(Collection entries)
* Begin *

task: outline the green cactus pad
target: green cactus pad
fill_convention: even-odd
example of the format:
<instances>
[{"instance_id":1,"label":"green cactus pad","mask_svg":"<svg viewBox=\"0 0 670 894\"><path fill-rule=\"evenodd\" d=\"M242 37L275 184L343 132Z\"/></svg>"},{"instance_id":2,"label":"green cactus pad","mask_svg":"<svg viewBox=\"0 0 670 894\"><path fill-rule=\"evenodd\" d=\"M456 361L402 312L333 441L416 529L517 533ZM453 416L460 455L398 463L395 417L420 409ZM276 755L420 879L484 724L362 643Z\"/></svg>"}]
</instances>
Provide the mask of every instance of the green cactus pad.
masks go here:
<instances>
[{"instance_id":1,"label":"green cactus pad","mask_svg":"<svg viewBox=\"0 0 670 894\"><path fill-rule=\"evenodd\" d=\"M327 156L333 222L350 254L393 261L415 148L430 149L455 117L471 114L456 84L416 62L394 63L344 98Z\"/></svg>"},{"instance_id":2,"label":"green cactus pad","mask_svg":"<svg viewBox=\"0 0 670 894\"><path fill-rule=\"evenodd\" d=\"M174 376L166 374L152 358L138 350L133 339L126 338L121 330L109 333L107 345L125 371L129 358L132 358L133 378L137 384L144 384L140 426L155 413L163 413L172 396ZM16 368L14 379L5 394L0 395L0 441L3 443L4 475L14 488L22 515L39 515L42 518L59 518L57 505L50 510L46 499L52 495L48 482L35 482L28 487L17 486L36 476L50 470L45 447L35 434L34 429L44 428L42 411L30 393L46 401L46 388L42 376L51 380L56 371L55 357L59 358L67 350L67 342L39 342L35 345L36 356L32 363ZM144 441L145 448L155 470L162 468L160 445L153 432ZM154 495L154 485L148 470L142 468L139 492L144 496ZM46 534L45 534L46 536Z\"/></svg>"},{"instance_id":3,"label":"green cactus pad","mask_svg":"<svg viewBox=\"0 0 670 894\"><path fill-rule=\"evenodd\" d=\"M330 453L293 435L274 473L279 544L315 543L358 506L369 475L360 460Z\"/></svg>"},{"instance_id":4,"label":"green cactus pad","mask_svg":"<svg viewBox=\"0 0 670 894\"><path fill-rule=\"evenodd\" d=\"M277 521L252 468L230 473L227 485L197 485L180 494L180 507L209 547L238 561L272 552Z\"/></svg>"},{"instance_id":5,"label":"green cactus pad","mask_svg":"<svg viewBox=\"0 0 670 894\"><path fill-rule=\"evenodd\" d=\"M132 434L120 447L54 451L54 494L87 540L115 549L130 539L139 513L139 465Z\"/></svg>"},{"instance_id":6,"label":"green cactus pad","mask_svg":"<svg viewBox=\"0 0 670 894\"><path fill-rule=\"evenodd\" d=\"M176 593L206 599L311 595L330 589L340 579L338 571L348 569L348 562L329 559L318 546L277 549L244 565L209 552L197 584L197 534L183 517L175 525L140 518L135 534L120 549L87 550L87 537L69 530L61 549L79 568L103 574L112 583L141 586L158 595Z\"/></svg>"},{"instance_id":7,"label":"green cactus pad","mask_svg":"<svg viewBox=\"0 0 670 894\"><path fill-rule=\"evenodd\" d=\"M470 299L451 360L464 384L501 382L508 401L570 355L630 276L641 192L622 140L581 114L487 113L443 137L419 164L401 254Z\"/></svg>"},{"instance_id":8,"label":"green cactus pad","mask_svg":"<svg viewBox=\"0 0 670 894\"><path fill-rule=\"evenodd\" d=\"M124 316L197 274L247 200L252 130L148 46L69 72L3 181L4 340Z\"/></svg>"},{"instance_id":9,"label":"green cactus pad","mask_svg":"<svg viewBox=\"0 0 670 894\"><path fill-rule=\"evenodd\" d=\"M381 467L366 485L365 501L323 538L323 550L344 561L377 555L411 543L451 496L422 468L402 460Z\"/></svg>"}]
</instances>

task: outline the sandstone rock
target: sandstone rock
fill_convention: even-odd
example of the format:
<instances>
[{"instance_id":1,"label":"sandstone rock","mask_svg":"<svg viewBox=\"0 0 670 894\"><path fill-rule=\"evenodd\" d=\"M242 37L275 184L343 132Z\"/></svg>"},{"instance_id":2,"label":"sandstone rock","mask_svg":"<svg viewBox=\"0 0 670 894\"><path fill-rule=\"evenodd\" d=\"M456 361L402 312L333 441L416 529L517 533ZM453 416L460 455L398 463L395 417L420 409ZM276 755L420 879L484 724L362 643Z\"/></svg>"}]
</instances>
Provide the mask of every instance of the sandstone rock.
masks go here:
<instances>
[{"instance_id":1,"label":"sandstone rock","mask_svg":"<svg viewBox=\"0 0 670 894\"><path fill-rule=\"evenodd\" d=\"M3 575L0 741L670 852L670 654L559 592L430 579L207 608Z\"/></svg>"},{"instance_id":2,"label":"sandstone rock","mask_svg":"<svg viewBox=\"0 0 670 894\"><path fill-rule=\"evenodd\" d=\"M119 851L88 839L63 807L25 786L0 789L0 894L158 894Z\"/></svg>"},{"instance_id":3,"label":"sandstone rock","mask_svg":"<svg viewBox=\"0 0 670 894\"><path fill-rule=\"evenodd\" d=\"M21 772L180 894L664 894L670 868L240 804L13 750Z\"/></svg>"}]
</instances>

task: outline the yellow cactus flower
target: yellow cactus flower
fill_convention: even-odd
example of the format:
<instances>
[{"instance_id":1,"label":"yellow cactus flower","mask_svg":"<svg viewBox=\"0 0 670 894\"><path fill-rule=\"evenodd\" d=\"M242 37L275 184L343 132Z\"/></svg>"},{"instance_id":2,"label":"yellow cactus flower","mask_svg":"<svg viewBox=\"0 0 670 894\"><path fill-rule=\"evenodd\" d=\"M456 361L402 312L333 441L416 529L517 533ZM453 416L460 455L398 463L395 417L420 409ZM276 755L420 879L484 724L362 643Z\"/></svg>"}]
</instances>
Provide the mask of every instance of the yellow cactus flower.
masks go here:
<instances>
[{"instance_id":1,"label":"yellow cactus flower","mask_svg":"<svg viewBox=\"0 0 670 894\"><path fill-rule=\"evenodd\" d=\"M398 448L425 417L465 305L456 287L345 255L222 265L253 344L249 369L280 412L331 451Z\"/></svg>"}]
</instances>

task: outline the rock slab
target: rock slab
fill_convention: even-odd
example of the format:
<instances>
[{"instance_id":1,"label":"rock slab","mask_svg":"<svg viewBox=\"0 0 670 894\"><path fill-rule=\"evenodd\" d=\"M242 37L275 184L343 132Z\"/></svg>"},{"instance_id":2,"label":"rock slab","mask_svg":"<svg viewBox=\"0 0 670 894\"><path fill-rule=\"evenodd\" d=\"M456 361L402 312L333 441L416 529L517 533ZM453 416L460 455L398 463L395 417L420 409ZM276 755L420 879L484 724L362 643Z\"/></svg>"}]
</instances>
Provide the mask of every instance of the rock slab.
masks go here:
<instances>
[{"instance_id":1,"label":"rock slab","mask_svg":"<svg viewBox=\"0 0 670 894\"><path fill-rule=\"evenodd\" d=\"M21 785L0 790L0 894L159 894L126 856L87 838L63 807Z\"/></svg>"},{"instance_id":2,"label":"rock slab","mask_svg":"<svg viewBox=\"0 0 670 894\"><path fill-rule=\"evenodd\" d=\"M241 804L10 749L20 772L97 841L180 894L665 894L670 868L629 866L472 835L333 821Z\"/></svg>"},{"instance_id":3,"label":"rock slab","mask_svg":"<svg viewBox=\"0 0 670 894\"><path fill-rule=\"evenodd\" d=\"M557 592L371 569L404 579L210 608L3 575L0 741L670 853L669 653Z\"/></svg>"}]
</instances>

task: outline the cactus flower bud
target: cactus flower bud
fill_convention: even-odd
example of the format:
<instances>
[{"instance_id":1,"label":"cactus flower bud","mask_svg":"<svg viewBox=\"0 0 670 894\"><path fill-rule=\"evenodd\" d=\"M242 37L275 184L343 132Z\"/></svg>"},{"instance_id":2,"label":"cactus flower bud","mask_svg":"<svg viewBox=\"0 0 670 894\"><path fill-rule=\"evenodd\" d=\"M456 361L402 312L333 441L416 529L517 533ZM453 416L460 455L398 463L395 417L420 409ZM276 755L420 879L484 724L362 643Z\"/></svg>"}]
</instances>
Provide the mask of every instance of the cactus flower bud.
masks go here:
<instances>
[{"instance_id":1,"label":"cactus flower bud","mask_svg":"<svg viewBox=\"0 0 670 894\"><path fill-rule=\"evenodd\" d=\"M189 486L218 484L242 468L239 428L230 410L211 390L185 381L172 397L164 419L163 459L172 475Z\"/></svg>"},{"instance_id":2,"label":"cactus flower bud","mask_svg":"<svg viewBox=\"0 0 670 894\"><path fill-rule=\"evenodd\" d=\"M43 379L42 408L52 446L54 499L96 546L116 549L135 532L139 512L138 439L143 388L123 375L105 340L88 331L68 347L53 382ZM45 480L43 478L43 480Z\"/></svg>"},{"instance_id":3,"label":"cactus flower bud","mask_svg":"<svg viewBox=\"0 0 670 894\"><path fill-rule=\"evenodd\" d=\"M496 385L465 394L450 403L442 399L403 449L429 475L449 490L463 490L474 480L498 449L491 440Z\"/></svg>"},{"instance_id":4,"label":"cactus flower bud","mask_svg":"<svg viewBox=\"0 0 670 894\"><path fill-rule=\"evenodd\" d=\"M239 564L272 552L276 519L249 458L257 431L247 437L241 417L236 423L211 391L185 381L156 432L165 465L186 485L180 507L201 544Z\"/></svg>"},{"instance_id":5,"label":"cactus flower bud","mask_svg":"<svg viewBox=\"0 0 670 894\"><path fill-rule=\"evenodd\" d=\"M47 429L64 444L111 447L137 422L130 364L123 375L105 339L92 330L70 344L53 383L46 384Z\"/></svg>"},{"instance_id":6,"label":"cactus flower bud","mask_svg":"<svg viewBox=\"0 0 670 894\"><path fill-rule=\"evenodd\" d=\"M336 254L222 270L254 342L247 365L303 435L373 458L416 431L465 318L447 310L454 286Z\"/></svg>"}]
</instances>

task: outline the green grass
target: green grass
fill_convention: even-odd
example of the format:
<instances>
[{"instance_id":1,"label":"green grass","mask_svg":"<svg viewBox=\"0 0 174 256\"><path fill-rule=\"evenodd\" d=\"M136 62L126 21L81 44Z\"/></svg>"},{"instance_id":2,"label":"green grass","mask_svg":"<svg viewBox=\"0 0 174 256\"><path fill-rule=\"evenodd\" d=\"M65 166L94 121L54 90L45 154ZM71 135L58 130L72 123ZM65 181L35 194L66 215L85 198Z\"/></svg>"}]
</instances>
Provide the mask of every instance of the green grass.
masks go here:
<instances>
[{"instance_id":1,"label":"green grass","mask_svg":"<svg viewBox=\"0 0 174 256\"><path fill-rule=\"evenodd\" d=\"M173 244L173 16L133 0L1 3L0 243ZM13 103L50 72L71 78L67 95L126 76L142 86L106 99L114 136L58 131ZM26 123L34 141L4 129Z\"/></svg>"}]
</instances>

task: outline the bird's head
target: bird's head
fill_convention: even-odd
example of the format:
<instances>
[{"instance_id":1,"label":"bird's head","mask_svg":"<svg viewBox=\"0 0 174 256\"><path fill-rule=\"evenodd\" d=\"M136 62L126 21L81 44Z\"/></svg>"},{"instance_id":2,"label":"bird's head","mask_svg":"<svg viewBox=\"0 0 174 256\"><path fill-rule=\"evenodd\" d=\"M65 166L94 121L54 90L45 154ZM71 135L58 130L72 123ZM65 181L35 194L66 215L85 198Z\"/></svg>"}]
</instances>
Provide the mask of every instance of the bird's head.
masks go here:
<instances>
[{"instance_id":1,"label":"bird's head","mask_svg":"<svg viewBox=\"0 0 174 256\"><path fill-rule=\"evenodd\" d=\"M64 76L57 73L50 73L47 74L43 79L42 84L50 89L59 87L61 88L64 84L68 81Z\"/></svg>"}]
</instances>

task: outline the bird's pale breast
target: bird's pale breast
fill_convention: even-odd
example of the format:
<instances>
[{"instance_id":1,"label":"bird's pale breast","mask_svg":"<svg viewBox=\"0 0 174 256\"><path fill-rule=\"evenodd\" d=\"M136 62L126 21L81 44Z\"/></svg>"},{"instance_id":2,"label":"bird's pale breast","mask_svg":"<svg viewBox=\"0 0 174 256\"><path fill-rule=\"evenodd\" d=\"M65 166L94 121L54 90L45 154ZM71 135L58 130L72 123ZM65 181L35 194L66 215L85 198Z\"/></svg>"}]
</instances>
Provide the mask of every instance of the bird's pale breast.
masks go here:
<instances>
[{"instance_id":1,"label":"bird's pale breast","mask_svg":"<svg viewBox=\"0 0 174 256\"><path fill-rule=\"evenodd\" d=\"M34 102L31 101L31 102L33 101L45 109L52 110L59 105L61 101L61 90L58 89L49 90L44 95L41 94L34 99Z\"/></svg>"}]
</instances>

* End *

## Written problem
Arrange the lines of the data as a JSON list of strings, one string per line and with blank lines omitted. Begin at the line containing "task: outline the bird's pale breast" and continue through the end of the data.

## Task output
[
  "task: outline the bird's pale breast",
  "target: bird's pale breast",
  "fill_convention: even-odd",
  "example of the format:",
  "<instances>",
  "[{\"instance_id\":1,\"label\":\"bird's pale breast\",\"mask_svg\":\"<svg viewBox=\\\"0 0 174 256\\\"><path fill-rule=\\\"evenodd\\\" d=\\\"M136 62L126 21L81 44Z\\\"/></svg>\"},{\"instance_id\":2,\"label\":\"bird's pale breast\",\"mask_svg\":\"<svg viewBox=\\\"0 0 174 256\\\"><path fill-rule=\\\"evenodd\\\" d=\\\"M65 166L94 121L54 90L45 154ZM71 135L58 130L72 123ZM65 181L35 194L66 215L85 198Z\\\"/></svg>\"}]",
  "</instances>",
  "Provide the mask of every instance of the bird's pale breast.",
  "masks go here:",
  "<instances>",
  "[{\"instance_id\":1,\"label\":\"bird's pale breast\",\"mask_svg\":\"<svg viewBox=\\\"0 0 174 256\\\"><path fill-rule=\\\"evenodd\\\" d=\\\"M34 102L31 101L31 102L33 101L45 109L52 110L59 105L61 101L61 90L58 89L49 90L44 95L41 94L34 99Z\\\"/></svg>\"}]",
  "</instances>"
]